DATA EXTRACTS:
☆ ☆ ☆ ☆ ☆
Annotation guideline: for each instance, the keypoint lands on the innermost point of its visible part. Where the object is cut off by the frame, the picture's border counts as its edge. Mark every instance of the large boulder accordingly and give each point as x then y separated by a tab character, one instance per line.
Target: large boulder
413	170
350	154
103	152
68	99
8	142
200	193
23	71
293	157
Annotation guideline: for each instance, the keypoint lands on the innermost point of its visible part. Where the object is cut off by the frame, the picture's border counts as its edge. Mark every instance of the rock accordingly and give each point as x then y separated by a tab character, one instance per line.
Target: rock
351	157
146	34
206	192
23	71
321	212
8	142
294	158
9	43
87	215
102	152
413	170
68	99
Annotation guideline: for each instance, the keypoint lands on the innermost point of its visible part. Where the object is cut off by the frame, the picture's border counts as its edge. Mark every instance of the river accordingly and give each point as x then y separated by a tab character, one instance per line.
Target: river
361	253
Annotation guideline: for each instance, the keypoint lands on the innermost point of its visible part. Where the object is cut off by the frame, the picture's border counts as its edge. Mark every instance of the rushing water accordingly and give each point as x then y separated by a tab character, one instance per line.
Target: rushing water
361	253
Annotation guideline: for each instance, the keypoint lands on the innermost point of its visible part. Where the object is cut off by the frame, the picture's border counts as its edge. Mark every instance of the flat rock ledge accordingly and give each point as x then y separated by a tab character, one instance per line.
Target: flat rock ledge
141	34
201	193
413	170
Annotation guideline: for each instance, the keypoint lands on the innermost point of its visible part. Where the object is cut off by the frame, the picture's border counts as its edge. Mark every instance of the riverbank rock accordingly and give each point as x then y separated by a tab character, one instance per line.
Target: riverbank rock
☆ ☆ ☆ ☆ ☆
WHAT IS BEING ASKED: Go through the material line by line, tally each line containing "riverbank", and give the total only.

RESPONSE TO THE EXERCISE: 2